PROBLEM STATEMENT: Locate the line containing "In this exercise you will locate the muddy", then please write out that line and all the lines below it in the entries exactly.

ENTRIES SUPPLIED:

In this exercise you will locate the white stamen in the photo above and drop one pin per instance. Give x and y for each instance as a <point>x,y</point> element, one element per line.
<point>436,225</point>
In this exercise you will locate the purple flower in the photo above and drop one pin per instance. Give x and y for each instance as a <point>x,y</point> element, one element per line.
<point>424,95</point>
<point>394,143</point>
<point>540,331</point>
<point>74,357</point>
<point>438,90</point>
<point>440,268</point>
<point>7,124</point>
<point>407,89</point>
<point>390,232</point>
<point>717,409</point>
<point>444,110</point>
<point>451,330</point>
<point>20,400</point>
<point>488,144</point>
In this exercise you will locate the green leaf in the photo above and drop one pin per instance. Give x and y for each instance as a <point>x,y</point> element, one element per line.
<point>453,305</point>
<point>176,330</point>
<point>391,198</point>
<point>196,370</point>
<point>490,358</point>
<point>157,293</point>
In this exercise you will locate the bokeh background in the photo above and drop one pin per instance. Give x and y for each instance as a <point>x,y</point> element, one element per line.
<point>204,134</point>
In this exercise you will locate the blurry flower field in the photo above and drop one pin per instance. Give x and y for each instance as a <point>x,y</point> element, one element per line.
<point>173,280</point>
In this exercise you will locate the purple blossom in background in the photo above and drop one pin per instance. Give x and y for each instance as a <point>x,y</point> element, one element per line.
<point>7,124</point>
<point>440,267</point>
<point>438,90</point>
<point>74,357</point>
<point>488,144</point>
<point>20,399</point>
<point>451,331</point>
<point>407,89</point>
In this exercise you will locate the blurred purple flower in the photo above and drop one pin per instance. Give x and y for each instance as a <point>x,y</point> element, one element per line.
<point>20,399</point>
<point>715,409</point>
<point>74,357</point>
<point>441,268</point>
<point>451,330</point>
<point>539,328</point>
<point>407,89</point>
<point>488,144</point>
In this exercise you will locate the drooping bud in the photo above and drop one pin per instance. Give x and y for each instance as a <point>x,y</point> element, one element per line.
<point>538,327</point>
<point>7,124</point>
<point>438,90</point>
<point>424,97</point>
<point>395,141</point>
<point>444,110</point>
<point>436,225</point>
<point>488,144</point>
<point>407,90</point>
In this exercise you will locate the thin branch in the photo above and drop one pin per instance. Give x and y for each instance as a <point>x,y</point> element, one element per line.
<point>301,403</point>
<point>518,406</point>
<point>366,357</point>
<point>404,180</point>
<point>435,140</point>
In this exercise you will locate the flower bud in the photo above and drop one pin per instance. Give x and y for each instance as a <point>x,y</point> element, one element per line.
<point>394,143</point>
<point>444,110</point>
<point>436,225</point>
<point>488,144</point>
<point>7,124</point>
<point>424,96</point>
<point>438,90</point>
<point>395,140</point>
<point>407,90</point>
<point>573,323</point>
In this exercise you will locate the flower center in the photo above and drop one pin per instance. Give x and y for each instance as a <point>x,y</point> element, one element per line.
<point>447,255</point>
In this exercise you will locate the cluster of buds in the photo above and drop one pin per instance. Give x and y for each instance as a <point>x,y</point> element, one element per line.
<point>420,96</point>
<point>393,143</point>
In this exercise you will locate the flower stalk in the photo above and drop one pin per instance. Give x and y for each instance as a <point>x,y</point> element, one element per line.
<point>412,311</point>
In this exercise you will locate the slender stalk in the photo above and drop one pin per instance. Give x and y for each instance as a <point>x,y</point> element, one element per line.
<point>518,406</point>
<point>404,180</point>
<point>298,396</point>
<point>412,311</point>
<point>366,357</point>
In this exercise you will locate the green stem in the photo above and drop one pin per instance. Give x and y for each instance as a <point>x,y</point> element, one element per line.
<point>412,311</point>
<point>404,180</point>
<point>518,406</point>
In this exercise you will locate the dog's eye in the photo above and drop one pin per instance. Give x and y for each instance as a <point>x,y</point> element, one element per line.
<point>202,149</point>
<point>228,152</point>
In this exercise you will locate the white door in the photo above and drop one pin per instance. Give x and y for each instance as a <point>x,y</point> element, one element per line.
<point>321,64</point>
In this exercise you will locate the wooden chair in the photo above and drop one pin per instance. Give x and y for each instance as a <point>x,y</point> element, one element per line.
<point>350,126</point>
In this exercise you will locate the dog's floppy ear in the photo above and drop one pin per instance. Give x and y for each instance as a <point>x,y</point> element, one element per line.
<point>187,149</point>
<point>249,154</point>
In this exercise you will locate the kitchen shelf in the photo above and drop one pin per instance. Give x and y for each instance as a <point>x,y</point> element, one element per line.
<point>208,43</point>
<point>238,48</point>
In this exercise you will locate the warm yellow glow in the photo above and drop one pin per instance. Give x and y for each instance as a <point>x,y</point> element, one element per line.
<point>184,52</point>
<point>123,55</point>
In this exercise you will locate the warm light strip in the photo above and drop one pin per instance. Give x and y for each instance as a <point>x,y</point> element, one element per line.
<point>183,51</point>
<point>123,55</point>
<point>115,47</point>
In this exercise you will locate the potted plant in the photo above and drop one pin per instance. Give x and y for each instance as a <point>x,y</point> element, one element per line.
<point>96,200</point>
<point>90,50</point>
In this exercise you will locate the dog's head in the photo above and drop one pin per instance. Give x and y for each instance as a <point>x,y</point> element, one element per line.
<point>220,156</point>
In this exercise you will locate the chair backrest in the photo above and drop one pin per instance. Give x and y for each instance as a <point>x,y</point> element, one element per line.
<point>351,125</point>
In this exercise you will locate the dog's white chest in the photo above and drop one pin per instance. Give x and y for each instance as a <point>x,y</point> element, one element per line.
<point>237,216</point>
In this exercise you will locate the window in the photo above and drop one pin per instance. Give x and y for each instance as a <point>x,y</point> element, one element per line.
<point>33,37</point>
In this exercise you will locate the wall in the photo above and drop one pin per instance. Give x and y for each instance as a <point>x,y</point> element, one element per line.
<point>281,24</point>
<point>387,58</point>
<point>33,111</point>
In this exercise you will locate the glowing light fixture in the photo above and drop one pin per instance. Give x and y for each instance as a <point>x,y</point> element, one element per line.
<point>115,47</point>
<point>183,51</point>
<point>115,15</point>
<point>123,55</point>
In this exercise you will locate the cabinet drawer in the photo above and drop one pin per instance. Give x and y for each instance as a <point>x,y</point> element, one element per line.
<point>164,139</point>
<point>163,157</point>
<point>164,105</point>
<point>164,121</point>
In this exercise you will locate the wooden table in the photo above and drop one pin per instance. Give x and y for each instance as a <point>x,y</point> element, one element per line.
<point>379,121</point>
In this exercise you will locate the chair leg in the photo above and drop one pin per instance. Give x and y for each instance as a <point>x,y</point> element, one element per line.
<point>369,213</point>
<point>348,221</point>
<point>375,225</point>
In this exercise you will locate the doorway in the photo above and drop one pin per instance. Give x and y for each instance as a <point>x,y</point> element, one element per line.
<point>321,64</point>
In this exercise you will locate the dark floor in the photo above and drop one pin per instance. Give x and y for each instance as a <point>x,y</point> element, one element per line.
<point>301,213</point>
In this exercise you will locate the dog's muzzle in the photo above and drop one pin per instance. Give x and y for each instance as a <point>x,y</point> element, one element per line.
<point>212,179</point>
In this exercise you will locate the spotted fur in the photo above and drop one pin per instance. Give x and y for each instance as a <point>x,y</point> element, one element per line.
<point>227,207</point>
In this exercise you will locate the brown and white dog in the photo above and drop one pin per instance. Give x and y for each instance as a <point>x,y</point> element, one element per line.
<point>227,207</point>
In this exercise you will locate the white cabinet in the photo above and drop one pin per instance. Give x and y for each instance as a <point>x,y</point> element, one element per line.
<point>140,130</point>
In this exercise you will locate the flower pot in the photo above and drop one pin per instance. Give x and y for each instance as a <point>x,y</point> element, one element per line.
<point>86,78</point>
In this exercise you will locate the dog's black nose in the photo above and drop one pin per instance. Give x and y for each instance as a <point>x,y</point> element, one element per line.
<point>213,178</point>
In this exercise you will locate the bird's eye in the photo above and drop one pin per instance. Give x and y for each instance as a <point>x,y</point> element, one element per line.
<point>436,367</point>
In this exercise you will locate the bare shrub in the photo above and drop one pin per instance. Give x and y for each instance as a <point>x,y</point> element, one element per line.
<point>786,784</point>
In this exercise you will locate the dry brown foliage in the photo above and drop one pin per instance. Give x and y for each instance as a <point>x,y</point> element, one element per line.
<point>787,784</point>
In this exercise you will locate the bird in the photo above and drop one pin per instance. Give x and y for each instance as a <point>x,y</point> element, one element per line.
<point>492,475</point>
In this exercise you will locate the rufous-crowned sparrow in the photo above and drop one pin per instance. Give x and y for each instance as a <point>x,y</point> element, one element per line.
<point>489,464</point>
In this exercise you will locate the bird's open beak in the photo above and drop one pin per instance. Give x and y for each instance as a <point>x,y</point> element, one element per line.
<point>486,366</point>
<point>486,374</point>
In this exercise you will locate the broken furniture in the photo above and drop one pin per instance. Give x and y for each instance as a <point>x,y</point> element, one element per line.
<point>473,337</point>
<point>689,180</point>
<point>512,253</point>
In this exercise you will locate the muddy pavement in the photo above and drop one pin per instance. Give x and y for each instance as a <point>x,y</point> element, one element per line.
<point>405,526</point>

REPLY TO THE TASK:
In this exercise you will locate the muddy pavement in the photo above and drop one pin per instance. Give x and y for each instance as a <point>x,y</point> element, one element per line.
<point>405,526</point>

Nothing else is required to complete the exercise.